# Listing start

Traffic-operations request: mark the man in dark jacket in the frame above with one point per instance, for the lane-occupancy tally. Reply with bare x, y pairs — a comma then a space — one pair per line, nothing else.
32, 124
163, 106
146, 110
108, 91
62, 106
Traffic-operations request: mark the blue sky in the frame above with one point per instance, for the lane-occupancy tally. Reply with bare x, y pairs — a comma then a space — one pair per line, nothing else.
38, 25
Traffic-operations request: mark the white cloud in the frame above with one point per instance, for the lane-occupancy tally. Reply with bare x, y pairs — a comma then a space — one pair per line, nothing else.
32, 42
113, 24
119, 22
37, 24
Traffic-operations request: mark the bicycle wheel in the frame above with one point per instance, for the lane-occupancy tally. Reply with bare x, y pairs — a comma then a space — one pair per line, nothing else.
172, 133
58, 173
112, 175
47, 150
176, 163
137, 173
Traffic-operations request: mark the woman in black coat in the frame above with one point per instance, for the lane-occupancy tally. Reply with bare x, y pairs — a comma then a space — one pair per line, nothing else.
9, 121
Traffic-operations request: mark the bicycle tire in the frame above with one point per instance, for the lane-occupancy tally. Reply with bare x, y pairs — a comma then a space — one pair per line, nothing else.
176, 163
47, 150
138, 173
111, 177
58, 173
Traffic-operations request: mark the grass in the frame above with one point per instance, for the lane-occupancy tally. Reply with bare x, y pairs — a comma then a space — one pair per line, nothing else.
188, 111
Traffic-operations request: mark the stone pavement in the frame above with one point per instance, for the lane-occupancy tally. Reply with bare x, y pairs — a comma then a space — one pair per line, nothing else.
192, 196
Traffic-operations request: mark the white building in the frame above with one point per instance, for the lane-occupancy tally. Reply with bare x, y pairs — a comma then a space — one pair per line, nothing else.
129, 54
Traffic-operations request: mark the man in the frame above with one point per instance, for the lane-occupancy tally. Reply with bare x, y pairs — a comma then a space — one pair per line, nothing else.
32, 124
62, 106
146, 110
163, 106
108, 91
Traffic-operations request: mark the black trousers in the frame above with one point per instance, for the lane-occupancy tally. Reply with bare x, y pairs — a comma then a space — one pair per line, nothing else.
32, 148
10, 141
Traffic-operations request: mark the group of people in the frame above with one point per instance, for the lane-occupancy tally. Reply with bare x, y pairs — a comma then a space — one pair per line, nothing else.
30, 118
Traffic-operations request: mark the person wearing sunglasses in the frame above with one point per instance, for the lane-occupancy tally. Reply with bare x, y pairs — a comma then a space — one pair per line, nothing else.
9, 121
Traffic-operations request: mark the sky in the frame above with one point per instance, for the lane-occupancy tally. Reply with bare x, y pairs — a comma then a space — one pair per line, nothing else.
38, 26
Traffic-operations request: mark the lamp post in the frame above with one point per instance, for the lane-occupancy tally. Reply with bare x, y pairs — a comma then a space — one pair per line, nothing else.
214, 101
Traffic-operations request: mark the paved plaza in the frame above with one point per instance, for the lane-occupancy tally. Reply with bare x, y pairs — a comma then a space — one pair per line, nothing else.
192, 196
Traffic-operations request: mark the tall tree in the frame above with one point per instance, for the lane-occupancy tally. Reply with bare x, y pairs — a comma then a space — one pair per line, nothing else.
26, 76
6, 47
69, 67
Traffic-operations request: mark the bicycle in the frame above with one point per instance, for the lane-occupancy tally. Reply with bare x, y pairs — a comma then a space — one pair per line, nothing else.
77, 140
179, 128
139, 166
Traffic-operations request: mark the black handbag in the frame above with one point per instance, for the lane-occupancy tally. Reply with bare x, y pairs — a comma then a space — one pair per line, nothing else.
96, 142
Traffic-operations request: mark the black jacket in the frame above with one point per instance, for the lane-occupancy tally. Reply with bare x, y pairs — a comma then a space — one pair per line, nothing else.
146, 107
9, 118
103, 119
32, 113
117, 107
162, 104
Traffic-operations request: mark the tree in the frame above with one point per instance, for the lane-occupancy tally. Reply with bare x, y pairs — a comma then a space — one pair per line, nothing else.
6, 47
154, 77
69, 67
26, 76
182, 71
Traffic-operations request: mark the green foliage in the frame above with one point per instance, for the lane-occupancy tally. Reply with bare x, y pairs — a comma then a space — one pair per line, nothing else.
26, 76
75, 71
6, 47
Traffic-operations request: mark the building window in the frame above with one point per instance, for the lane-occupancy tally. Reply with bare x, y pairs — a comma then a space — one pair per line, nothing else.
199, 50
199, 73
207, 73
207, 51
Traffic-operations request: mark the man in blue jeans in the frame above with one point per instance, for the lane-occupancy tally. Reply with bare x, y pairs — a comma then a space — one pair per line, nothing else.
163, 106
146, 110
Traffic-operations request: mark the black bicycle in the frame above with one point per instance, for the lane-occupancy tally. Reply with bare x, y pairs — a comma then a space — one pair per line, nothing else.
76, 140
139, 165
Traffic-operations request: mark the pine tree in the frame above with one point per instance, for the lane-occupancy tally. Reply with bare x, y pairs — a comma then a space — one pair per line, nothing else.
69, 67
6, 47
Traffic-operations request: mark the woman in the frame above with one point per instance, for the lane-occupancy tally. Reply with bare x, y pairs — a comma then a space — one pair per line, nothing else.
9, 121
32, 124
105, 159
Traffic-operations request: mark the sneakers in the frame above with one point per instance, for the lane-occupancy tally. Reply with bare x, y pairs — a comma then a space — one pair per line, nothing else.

# Listing end

Exercise
Copy, character for character, the lines from the line that holds "Traffic-operations request: mark the woman in the" through the final line of the records above.

Solution to this exercise
Traffic-operations request: mark the woman in the frame above with one point per instance, for the lane-occupancy tally. Reply with bare x, y pairs — a comma then a space — one pair per line, nothing else.
9, 121
32, 124
105, 159
Traffic-operations request: mark the sneakers in the frame above with one point per instance, for the lane-occupancy tally. Reply with bare x, y pairs — a comma then a space — one pair per line, nothing else.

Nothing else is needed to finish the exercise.